_PROMPT_
Every entry must be echoed exactly.

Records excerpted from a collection
---
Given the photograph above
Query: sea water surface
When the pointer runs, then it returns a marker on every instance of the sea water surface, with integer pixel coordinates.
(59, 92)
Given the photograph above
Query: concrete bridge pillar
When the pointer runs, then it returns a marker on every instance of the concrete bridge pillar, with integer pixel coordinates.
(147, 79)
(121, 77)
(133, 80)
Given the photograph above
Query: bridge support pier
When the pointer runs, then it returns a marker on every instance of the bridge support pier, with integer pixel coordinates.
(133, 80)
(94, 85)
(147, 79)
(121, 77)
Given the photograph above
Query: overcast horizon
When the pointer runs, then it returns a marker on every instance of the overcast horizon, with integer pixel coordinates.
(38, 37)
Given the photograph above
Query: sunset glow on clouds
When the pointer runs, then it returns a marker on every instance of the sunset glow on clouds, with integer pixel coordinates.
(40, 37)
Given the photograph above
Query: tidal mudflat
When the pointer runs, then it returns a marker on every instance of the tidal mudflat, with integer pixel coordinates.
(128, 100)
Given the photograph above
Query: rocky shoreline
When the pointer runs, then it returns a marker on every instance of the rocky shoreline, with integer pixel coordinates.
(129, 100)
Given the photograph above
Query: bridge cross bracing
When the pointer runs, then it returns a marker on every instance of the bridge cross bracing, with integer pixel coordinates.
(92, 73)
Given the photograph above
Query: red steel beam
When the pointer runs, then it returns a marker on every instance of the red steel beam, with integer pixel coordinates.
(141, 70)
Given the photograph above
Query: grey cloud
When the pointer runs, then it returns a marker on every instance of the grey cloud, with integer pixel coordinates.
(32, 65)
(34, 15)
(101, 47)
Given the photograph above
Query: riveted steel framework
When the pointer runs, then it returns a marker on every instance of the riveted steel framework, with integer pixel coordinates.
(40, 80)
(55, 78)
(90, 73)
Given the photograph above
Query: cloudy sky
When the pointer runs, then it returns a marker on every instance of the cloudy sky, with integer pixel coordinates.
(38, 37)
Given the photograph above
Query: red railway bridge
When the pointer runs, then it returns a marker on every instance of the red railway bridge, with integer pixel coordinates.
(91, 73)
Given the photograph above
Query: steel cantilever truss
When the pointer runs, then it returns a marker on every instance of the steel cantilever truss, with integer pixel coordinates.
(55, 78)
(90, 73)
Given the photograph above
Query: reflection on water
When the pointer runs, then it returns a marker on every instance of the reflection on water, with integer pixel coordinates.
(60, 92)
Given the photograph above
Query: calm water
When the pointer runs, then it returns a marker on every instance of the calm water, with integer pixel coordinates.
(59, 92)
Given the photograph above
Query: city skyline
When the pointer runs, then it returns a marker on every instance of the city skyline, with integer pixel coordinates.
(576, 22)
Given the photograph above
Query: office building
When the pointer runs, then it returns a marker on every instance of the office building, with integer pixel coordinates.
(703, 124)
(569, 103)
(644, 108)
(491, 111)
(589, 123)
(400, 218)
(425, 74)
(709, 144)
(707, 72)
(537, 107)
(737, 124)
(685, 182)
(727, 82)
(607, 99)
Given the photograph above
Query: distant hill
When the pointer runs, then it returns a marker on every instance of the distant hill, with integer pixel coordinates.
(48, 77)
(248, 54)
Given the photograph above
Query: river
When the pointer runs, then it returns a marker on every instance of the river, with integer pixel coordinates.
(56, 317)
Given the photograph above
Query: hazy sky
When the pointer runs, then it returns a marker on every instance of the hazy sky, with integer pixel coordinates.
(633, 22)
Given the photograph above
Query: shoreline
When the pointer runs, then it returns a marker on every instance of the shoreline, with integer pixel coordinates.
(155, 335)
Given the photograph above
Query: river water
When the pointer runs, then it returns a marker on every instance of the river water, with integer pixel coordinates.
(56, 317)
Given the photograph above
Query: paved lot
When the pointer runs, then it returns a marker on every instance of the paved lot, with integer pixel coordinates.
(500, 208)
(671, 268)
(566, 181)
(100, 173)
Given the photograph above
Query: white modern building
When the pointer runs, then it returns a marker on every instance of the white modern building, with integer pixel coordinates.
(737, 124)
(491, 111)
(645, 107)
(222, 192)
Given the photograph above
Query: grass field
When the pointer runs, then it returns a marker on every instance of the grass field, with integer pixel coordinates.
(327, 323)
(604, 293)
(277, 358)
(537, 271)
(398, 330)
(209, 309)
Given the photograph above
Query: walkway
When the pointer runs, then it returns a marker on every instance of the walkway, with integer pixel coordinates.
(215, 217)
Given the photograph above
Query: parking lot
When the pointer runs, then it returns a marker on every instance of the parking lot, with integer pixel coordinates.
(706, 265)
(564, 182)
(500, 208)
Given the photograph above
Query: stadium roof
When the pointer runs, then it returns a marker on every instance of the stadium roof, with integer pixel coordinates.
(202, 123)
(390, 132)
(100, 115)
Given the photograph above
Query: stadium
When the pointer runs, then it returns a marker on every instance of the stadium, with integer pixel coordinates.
---
_COMPLETE RESPONSE_
Given the photograph above
Query: sea water surface
When the pointer runs, then it returns a marker on every instance of the sea water surface, with integer pixel coordinates.
(59, 92)
Given the photograph above
Query: concrete bridge pillar
When the pointer runs, then it returns a marker on every instance of the concrete bridge pillar, with integer pixel coordinates.
(147, 79)
(121, 77)
(133, 80)
Given the photograph above
Query: bridge support pier
When the pointer runs, then it returns a marker on every instance of the bridge support pier, with integer pixel coordinates.
(133, 80)
(94, 85)
(147, 79)
(121, 77)
Given the photograph above
Query: overcast horizon
When the pointer runs, then it returns a marker on every instance of the overcast horizon, with integer pixel coordinates.
(38, 37)
Given the photograph above
Query: sunset glow on clouds
When the pointer runs, then it returns a marker on every instance of the sunset glow on clouds, with integer pixel coordinates.
(40, 37)
Given the photograph above
Query: tidal mudflat
When the pointer runs, then it returns a marker on every instance of the tidal mudflat, with integer pixel coordinates.
(128, 100)
Given the photograph above
Query: rocky shoreline
When the pointer runs, then it returns a marker on every instance of the rocky shoreline, with integer pixel coordinates.
(129, 100)
Given the photograph above
Query: bridge cross bracing
When the pointer runs, then it returns a marker on every instance of the bridge cross bracing, with integer pixel coordinates.
(92, 73)
Given the photograph above
Query: red steel beam
When the pointer runs, then it returns a marker on every instance of the red steel beam, with integer pixel coordinates.
(141, 70)
Given the photograph above
Query: grey cloud
When the pointer runs, then it returns a marker on every instance of the grey cloud, with integer pixel coordinates.
(32, 65)
(34, 15)
(101, 47)
Given the photograph above
Query: riveted steel framework
When the pointer runs, then it returns a marker on every instance of the riveted steel framework, with integer pixel coordinates.
(40, 80)
(55, 78)
(90, 73)
Given the photograph above
Query: cloudy sky
When the pointer runs, then it returns a marker on every instance of the cloudy sky, with integer pixel coordinates.
(38, 37)
Given the photograph above
Query: red railway bridge
When the pointer runs, then it returns a marker on every instance of the red railway bridge, with integer pixel coordinates.
(91, 73)
Given the photograph above
Query: steel cantilever truss
When the pointer runs, then it returns a marker on every instance of the steel cantilever truss, with integer pixel coordinates.
(55, 78)
(90, 73)
Given the photograph above
Query: reflection on water
When the pointer runs, then it returns a marker on every instance of the reflection on water, with integer pixel coordinates.
(60, 92)
Given the photograph above
Query: calm water
When the pointer runs, then it returns a marker on every instance of the calm water, with integer pixel coordinates.
(59, 92)
Given the photograph above
Query: city skyline
When the pointer runs, then it returns a marker on every instance of the city skyline, with integer pixel coordinates.
(576, 22)
Given the photograph above
Query: office building
When the pointer runs, then it returns a marker on every instance of the office building, with integer pixel coordinates.
(703, 124)
(569, 103)
(644, 108)
(491, 111)
(589, 123)
(400, 218)
(425, 74)
(709, 144)
(707, 72)
(537, 107)
(737, 124)
(685, 182)
(727, 82)
(607, 99)
Given the photograph above
Query: distant hill
When the pointer runs, then it returns a marker on every instance of the distant hill, with integer pixel coordinates.
(48, 77)
(248, 54)
Given the photograph above
Query: river
When the pointer runs, then it returns a marker on every instance of the river, with integer pixel coordinates.
(56, 317)
Given the photograph above
Query: hazy sky
When the pointer runs, then it returns a marker on every instance of the hazy sky, with integer pixel coordinates.
(633, 22)
Given the photograph above
Query: shoreline
When the pointer runs, then it returns a marker on every instance of the shoreline, with integer pixel coordinates.
(155, 335)
Given the photograph above
Query: river water
When the pointer runs, then it returns a marker on every instance of the river water, with integer pixel coordinates.
(56, 317)
Given the photograph above
Query: paved lot
When the pointer runs, then it returns a marker on every instance of the paved lot, with integer pixel coordinates.
(500, 208)
(671, 268)
(566, 181)
(100, 173)
Given the photograph above
Query: white modern building
When the pointer runs, then it returns a marker on every instance of the white modern building, with integer pixel coordinates.
(737, 124)
(491, 111)
(645, 107)
(222, 192)
Given the photograph above
Query: grass field
When the pointer runs, then it returns a marker on every instance of the grass field, with integer pixel coordinates.
(327, 323)
(604, 293)
(277, 358)
(537, 271)
(398, 330)
(209, 309)
Given the photograph above
Query: walkway
When the pointer runs, then it returns a marker on every instance of the walkway, with integer pixel coordinates.
(215, 217)
Given the photograph above
Query: parking lot
When the pointer runs, then it returns a marker on every instance of the parking lot, with integer pixel coordinates.
(706, 265)
(564, 182)
(500, 208)
Given the photograph above
Query: stadium roof
When the pointer runs, then it returns a marker on every instance of the stadium roof, with integer pixel coordinates.
(202, 123)
(390, 132)
(100, 115)
Given the photograph above
Query: stadium
When the pointer runs, then it returns a marker on every instance of the stadium, with integer pixel coordinates.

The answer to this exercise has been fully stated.